ABOUT THIS TASK »
In the answer, give only the lines from the one containing "For every instance of the dark trousers" to the end of the listing below, each reproduced word for word.

INFORMATION SUPPLIED »

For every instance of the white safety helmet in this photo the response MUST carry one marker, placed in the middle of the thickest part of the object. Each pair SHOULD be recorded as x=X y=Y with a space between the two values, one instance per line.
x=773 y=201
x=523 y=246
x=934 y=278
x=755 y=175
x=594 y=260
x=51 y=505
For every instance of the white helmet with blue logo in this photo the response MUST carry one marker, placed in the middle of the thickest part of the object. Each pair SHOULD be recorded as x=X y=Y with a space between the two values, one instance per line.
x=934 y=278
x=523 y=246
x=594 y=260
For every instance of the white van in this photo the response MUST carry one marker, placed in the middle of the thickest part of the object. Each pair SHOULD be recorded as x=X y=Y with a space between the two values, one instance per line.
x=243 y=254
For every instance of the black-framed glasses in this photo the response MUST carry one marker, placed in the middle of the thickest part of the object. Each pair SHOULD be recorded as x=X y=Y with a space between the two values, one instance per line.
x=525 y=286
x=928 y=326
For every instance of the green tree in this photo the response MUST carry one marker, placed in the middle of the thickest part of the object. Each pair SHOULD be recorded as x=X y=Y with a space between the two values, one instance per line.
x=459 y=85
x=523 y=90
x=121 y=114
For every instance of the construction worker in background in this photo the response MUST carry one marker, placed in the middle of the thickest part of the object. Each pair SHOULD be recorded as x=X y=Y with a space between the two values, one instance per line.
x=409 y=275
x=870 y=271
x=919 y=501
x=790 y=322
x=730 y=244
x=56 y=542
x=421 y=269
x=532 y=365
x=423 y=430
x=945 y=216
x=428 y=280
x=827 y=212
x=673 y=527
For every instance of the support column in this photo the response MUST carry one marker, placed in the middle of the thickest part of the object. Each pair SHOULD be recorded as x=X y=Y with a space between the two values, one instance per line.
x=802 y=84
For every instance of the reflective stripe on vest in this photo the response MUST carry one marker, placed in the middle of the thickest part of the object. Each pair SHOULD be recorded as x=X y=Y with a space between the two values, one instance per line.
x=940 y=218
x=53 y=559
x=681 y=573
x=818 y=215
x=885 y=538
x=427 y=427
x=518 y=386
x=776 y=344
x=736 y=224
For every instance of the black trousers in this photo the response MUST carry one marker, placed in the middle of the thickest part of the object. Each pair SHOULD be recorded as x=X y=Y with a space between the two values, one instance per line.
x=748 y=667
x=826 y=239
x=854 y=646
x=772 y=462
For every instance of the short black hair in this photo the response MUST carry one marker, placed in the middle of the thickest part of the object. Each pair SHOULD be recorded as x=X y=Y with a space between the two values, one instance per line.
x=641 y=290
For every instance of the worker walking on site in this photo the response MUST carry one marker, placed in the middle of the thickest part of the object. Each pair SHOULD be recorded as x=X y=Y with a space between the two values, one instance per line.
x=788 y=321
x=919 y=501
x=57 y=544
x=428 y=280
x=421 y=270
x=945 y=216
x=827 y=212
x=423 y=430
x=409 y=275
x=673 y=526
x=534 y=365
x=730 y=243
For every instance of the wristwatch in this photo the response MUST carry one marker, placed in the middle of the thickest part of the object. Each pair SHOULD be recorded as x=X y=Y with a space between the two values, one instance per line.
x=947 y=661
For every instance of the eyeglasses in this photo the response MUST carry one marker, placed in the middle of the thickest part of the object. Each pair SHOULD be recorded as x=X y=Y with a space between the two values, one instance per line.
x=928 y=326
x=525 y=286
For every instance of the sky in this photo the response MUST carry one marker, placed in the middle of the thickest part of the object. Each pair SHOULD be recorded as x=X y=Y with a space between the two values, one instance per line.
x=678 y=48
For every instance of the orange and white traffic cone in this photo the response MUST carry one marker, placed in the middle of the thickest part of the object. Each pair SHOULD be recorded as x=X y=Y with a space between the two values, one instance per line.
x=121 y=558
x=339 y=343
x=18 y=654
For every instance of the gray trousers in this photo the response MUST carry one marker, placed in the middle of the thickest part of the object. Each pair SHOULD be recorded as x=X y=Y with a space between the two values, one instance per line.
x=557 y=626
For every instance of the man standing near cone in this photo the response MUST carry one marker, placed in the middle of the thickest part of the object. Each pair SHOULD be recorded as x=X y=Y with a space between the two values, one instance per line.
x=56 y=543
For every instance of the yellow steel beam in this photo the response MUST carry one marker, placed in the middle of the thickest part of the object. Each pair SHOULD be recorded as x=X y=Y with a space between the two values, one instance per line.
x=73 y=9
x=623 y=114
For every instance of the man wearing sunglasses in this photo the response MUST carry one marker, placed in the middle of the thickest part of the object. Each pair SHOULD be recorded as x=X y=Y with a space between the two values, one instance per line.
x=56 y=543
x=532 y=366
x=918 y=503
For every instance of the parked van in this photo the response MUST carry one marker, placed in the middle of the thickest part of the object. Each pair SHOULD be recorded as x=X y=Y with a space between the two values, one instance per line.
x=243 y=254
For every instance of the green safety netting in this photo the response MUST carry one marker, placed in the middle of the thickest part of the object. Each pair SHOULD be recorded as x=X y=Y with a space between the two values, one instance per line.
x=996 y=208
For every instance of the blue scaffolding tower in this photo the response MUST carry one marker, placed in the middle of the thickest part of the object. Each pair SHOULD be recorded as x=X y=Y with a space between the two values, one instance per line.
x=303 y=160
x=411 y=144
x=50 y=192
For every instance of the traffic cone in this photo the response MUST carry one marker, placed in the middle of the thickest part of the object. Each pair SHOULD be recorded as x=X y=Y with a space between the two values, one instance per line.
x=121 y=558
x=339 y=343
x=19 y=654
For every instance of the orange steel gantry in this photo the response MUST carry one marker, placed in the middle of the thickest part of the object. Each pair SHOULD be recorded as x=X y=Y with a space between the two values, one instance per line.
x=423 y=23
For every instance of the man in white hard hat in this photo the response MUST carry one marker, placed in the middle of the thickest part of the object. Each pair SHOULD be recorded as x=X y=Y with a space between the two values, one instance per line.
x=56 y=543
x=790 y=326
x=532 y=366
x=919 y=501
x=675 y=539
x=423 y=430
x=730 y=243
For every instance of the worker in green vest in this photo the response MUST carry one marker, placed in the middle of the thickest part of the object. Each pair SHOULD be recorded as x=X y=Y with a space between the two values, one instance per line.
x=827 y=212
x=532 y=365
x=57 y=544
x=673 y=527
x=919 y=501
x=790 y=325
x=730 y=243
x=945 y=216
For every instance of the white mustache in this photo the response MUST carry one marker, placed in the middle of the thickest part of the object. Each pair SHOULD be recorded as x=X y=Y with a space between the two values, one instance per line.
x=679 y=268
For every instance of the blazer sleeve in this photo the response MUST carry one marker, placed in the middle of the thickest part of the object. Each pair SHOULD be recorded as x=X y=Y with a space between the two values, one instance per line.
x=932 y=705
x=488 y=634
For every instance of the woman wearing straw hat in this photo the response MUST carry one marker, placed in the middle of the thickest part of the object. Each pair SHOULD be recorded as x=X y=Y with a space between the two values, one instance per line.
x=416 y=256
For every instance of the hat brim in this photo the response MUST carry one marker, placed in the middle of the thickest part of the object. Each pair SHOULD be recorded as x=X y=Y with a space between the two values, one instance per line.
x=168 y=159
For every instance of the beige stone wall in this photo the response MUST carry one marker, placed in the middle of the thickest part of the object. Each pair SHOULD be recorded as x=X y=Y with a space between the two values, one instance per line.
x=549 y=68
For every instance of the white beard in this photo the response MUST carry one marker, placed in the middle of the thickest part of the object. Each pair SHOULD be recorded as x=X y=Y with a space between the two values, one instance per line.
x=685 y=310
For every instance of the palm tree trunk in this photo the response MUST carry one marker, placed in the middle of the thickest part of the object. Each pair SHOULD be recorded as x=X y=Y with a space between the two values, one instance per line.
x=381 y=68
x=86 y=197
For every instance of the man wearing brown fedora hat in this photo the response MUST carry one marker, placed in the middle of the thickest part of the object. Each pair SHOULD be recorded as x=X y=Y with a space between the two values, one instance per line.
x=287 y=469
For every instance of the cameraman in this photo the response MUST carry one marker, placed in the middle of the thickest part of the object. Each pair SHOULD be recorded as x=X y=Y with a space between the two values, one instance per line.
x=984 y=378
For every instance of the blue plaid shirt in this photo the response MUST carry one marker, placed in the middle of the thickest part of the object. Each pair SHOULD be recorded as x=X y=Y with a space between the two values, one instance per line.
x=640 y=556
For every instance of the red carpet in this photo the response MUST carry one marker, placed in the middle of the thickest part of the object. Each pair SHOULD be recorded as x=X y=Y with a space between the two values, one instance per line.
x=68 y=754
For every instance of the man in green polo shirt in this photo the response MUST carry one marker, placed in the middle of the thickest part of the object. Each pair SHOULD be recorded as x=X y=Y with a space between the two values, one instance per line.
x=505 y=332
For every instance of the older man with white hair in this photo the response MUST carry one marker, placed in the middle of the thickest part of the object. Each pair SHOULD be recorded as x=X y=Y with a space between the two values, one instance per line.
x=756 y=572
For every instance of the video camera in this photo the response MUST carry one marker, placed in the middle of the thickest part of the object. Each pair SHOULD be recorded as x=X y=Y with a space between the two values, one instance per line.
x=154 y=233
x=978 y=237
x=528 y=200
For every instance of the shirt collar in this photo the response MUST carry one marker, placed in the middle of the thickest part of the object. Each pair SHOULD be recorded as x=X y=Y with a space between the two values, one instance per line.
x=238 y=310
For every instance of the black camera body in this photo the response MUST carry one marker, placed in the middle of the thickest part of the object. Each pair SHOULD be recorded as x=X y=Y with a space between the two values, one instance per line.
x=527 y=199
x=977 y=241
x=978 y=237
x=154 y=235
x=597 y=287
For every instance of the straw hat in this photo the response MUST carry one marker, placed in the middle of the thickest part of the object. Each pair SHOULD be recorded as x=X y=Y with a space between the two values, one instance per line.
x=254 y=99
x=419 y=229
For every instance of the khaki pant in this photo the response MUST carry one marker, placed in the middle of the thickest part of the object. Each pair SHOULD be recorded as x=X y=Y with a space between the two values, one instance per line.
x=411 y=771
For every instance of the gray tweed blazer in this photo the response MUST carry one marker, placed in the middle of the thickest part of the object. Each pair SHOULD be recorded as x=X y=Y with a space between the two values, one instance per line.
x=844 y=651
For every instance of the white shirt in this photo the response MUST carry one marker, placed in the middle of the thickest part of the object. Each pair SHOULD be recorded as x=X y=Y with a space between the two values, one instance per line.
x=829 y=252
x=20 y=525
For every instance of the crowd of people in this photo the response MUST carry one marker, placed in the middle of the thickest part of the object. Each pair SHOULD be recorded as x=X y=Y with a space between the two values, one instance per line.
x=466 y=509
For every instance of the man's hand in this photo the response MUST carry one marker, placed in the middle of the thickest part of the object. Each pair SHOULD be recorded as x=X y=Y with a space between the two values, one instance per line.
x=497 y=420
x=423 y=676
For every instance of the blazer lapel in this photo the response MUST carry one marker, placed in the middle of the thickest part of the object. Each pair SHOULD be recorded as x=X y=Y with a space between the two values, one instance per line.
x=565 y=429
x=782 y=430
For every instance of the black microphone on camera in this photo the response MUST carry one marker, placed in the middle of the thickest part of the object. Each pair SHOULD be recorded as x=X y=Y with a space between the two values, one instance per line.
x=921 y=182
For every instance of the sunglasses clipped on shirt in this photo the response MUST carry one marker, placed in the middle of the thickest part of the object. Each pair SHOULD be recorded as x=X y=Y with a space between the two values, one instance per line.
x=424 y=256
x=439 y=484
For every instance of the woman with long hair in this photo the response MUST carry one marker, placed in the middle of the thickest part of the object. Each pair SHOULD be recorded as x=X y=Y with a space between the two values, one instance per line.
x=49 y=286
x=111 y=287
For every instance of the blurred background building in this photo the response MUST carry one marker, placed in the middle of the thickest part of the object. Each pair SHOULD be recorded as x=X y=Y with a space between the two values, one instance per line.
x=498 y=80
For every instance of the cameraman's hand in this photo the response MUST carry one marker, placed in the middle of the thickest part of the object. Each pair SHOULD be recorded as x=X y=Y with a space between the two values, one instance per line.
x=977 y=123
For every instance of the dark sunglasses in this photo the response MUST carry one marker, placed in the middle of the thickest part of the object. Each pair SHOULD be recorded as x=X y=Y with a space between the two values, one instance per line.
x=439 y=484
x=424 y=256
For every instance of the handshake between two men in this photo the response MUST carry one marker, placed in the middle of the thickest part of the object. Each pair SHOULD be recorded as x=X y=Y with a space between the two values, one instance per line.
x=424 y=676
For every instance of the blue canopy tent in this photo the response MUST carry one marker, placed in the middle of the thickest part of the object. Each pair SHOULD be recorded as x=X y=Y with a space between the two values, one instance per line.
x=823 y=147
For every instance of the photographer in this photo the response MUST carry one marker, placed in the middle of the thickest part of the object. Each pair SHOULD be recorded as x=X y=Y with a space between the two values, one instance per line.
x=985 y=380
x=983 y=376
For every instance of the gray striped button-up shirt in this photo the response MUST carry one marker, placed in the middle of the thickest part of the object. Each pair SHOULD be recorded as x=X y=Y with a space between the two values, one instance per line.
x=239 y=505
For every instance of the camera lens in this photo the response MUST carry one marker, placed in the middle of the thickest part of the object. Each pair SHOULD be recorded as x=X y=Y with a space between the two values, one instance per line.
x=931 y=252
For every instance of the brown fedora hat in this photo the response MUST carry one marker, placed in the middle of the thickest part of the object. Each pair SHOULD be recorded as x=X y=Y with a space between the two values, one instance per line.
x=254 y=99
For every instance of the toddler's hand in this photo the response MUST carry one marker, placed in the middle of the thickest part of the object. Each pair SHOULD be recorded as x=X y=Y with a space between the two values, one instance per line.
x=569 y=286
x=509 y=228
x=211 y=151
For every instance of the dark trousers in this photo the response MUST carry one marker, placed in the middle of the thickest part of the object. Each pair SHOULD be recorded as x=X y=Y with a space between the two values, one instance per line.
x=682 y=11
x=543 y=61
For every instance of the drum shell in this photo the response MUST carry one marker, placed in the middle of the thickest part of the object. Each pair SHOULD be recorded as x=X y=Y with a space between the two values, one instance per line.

EXERCISE RESULT »
For every instance of the dark trousers in this photo the response MUST carry one marker, placed in the middle of the thickest part of the object. Each pair SHOULD be recorded as x=X y=Y with a space between the two values, one instance per line.
x=682 y=11
x=543 y=61
For every instance of the drum shell in this photo the response MUST carry one marker, placed in the middle of the thickest part of the object. Each pair SHOULD be recorded as x=X y=Y with a space between the two values, one instance per line.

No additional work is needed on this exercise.